* PROBLEM REQUIREMENTS: Return the passage of the mold news story from "Building and fire violations" to "lessons and experiences." word for word.

* SELECTED EXCERPT:
Building and fire violations found due to mold as Aggies move in
COLLEGE STATION, Texas (KBTX) - Moving out of your parent’s house as a young adult is exciting and scary, it comes with new lessons and experiences.
What should be a day filled with boxes and smiles turned into a nightmare for one group of Aggies.
“The girls were so excited, there’s five of them with all of each of them having their own individual [room in the] apartment,” Rachel Moore, the mother of one of the students, said. “When they opened the door for the first time and saw the mold actually on the walls of the apartment, it just stopped them in their tracks,” Moore said.
High levels of mold were found in every room of their apartment at Redpoint College Station. This is nothing new for College Station Building Inspector, Brian Binford. Typically, during a move-in time, he sees calls all over town for water leaks, HVAC issues and mold.
“It’s much more common this time of year with people moving into to new rental properties and oftentimes not seeing the actual unit they may be living in you know, they’ve looked at stage units,” Binford says.
City building and fire inspectors issued violations for the HVAC unit causing the widespread mold. There was even mold growing over the fire sprinkler system.
Moore sent samples of the mold to a private lab, showing results of toxic mold. Since the apartment is unlivable, they needed a place to stay. With a busy move-in weekend for the area, hotel options were limited. Most of the roommates turned to couch surfing until the apartment could be cleaned.
When she heard it was ready for the move-in a second time, she decided to check first.
“I actually did the mold testing after the apartment complex had cleaned it and the mold testing still came up in very high numbers and three different types of molds when we actually had it professionally tested. So even after their cleaning, it was still not livable,” she said.
After weeks of back and forth with the apartment, the five roommates were able to get their deposits back, break the lease and find a new place to live.
Now Moore wants others to know about the resources available.
“The fire department, the marshal’s office, and the city inspectors have been fantastic. And that’s a resource that’s open to everyone,” she said. “It’s a free resource because there are other people who can’t afford to do this. This is a very expensive process to take on the mold testing.”
Once an issue is found, it can be helpful to make neighbors aware in case they are noticing a similar issue and don’t know what to do.
“Our property maintenance inspections are going to be complaint based. So it would have to come from an individual tenant of a unit, for us to get access to that unit due to inspection,” Binford said.
Beyond having a professional check out the issues, Moore is encouraging people to check online reviews before signing a lease. Once she began reading, multiple complaints mirrored the issues she went through.

* RECORDED INFORMATION:

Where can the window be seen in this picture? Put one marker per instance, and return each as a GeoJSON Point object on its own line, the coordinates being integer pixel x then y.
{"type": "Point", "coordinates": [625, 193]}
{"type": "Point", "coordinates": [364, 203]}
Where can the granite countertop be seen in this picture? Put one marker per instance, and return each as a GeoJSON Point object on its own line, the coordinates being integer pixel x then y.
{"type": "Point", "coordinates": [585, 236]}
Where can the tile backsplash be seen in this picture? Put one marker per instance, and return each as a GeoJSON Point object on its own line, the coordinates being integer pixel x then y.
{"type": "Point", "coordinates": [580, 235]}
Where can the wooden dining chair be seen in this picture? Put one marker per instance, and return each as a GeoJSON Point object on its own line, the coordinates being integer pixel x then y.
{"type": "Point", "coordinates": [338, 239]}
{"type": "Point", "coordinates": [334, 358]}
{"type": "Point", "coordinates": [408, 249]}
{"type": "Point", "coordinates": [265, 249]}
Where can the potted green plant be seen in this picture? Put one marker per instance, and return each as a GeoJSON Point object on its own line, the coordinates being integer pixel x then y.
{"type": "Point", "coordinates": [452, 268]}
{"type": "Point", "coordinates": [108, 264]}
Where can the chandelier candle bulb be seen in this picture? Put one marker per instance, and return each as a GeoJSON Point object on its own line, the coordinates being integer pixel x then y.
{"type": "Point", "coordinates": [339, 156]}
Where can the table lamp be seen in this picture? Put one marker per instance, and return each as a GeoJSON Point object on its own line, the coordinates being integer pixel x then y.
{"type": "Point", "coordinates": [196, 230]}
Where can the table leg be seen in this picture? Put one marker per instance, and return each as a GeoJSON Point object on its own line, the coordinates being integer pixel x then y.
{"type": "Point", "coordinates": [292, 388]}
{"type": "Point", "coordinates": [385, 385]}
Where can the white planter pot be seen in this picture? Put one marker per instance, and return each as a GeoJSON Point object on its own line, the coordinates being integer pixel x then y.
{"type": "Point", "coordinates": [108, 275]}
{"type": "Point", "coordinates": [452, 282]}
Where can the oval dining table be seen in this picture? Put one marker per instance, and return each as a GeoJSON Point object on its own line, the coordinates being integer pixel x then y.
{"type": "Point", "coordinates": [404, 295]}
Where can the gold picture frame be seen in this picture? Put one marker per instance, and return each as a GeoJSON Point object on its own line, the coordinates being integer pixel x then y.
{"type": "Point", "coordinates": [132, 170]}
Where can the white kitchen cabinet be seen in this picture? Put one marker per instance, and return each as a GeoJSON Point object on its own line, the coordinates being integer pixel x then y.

---

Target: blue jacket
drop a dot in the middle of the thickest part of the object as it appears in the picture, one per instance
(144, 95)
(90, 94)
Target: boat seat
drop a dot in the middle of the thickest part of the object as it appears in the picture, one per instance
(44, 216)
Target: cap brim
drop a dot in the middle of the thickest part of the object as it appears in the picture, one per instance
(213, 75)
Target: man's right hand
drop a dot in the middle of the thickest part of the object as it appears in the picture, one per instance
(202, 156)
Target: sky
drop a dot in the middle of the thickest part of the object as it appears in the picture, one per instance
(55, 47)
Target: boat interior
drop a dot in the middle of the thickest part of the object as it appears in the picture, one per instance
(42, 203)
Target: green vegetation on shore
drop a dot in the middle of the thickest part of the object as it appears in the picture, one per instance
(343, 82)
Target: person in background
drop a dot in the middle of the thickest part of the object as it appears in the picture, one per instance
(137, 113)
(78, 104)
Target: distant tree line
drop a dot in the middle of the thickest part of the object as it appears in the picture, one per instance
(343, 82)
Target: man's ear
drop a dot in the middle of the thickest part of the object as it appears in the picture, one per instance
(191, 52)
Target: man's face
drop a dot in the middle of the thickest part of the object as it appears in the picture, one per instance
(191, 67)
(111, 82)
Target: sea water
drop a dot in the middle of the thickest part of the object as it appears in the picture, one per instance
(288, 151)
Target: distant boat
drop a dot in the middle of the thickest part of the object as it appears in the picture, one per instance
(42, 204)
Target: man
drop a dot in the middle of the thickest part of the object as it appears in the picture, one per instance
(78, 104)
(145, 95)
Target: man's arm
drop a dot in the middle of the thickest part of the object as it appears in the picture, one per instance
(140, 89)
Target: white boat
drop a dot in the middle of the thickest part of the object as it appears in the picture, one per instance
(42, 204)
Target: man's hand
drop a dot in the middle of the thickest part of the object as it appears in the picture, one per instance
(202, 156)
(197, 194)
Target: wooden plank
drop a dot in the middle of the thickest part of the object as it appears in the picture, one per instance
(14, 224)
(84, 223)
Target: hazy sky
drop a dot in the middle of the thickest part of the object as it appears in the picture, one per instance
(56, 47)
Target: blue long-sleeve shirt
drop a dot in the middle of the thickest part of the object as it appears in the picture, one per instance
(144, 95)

* TASK RESPONSE:
Building and fire violations found due to mold as Aggies move in
COLLEGE STATION, Texas (KBTX) - Moving out of your parent’s house as a young adult is exciting and scary, it comes with new lessons and experiences.